YOUR INSTRUCTIONS
Output all of the entries exactly as written.

MATERIAL FOR THIS TASK
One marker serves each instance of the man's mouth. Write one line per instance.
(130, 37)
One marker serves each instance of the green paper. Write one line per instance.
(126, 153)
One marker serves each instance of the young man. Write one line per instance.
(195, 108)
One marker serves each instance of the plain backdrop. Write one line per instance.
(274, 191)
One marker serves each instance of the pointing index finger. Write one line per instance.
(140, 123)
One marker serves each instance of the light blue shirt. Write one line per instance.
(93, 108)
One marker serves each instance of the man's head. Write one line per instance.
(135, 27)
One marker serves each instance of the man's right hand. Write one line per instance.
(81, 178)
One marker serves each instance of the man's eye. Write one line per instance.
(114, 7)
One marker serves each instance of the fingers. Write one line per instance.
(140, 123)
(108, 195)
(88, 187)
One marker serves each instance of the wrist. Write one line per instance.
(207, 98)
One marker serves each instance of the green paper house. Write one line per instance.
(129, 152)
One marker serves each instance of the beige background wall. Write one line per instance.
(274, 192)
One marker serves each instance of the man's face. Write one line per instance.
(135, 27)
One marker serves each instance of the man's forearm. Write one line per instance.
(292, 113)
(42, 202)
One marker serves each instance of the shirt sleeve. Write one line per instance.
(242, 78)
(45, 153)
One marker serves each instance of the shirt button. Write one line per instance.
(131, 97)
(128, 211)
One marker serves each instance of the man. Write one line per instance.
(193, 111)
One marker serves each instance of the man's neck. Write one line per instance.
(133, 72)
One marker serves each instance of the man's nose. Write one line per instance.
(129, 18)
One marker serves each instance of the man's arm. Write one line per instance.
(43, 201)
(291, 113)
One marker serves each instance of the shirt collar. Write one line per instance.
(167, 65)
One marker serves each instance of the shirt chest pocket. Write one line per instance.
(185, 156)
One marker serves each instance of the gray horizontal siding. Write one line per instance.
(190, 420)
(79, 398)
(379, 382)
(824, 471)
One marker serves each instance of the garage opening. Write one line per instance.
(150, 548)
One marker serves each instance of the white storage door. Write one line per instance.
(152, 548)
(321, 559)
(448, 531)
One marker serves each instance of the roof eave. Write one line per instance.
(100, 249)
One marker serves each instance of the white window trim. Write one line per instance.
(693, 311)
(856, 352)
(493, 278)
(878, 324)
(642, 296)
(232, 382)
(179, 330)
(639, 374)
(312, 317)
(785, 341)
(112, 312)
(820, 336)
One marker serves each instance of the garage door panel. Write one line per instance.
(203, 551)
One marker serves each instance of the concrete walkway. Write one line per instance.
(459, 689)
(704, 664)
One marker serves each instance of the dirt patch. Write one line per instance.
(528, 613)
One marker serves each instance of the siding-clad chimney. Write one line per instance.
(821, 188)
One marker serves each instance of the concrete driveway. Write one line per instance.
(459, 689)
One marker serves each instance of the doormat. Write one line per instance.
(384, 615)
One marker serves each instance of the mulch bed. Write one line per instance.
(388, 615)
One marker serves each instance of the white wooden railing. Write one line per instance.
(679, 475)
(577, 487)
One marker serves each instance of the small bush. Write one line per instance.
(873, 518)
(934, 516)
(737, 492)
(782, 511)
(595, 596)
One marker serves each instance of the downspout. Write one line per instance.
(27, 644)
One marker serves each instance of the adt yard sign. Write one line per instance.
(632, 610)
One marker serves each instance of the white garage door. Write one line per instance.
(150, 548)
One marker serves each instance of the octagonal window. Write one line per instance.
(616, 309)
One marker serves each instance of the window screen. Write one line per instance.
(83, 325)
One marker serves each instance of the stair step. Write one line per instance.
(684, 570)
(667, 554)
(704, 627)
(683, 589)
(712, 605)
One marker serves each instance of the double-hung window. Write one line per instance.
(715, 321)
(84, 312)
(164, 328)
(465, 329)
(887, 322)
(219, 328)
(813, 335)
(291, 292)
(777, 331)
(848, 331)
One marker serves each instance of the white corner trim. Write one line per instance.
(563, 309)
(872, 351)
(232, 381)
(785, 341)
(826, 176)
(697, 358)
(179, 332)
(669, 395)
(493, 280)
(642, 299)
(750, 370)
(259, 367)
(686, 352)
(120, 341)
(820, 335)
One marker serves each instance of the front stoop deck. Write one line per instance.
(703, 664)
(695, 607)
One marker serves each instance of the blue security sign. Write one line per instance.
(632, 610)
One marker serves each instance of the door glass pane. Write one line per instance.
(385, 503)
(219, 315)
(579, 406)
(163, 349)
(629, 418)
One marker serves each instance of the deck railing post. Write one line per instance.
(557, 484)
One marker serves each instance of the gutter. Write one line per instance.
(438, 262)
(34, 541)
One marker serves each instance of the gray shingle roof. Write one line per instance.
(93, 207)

TASK SOLUTION
One marker serves each instance of the man's mouth. Write one line per instance.
(130, 37)
One marker serves each instance of the green paper. Write one line per instance.
(126, 153)
One marker serves each instance of the young man. Write one line per instance.
(195, 108)
One marker serves each instance of the plain backdrop. Write one line per instance.
(274, 191)
One marker serves each instance of the pointing index finger. Write one line per instance.
(140, 123)
One marker serves each instance of the light blue shirt. Write one line per instance.
(93, 108)
One marker serves each instance of the man's head. Write one line per instance.
(135, 27)
One marker serves each instance of the man's right hand. Write one line per instance.
(81, 178)
One marker serves each instance of the man's eye. Write one line per instance.
(114, 7)
One marker serves each instance of the fingers. Write one line per instance.
(140, 123)
(108, 195)
(88, 187)
One marker serves each instance of the wrist. Write one line per instance.
(207, 98)
One marker serves each instance of the green paper house. Write one line per instance.
(129, 152)
One marker serves each instance of the beige background wall. Write one line per instance.
(274, 192)
One marker serves each instance of the man's face. Write one line per instance.
(135, 27)
One marker serves each instance of the man's forearm. Write one line per instance.
(292, 113)
(42, 202)
One marker serves each instance of the shirt sleeve. Write one line per instance.
(242, 78)
(45, 153)
One marker serves each instance of the shirt button. Write one line per instance.
(131, 97)
(128, 211)
One marker serves each instance of the man. Write one line per instance.
(193, 111)
One marker serves each instance of the man's neck. Write one line per instance.
(133, 72)
One marker serves each instance of the man's nose. Write one line per instance.
(129, 18)
One marker serves each instance of the man's arm. Write one line per instance.
(43, 201)
(291, 113)
One marker serves each instance of the shirt collar. Write one line per instance.
(167, 65)
One marker serves each instance of the shirt chest pocket. Write one line per instance.
(185, 156)
One marker serves each instance of the gray horizontal siding. Write one line per instance.
(190, 420)
(79, 398)
(379, 382)
(824, 471)
One marker serves each instance of the garage opening. Write one line per instance.
(150, 548)
One marker serves each instance of the white storage door. Write one line per instance.
(152, 548)
(321, 559)
(448, 531)
One marker serves each instance of the roof eave. Write one line per instance.
(100, 249)
One marker serves each instance of the white window trim. Write one line per instance.
(693, 311)
(856, 352)
(493, 278)
(878, 324)
(642, 296)
(232, 382)
(179, 330)
(639, 374)
(312, 317)
(785, 341)
(112, 312)
(820, 336)
One marker serves each instance of the garage door panel. Write one line per instance.
(203, 551)
One marker serves each instance of the concrete walkway. Write one line per instance.
(459, 689)
(704, 664)
One marker serves each instance of the dirt patch. Write one line per instance.
(528, 613)
One marker serves each instance of the siding-clad chimney. Write one line per instance.
(821, 188)
One marker serves each instance of the concrete driveway. Write one line per instance.
(459, 689)
One marker serves each instance of the doormat. Write one line per instance.
(384, 615)
One marker serves each instance of the mulch bed. Write one line per instance.
(388, 615)
One marker serves each instance of the white wooden railing. Write one line per instance.
(679, 475)
(577, 487)
One marker serves each instance of the small bush. Write one line per instance.
(873, 518)
(934, 516)
(737, 492)
(782, 511)
(595, 596)
One marker serves each instance of the downspout. Write one line per instance.
(27, 644)
One marker serves each instance of the adt yard sign. Write one line per instance.
(632, 610)
One marker serves each instance of the white garage door. Write one line per instance.
(150, 548)
One marker serves each instance of the octagonal window. Write one line per instance.
(616, 309)
One marker serves each instance of the window screen. Write one line per instance.
(83, 325)
One marker serves each instance of the stair step. Write one line per instance.
(684, 570)
(667, 554)
(704, 627)
(683, 589)
(712, 605)
One marker serves each instance of the double-hung window. Write one line per instance.
(715, 321)
(84, 312)
(164, 328)
(465, 329)
(887, 322)
(219, 328)
(813, 335)
(291, 292)
(777, 331)
(848, 331)
One marker serves each instance of the white corner trim. Write one line per instance.
(563, 309)
(872, 351)
(232, 381)
(785, 341)
(826, 176)
(697, 358)
(179, 332)
(669, 395)
(493, 280)
(642, 299)
(750, 370)
(259, 367)
(686, 352)
(120, 341)
(820, 335)
One marker serves each instance of the front stoop deck. Write one line per instance.
(703, 664)
(695, 607)
One marker serves each instance of the blue security sign. Write one line per instance.
(632, 610)
One marker serves each instance of the door glass pane. Write one line per instance.
(385, 503)
(219, 315)
(579, 406)
(163, 349)
(629, 418)
One marker serves each instance of the deck railing post. Write one line per instance.
(557, 484)
One marker serves each instance of the gutter. Write one line per instance.
(438, 262)
(34, 541)
One marker serves each instance of the gray shingle roof. Write one line per instance.
(93, 207)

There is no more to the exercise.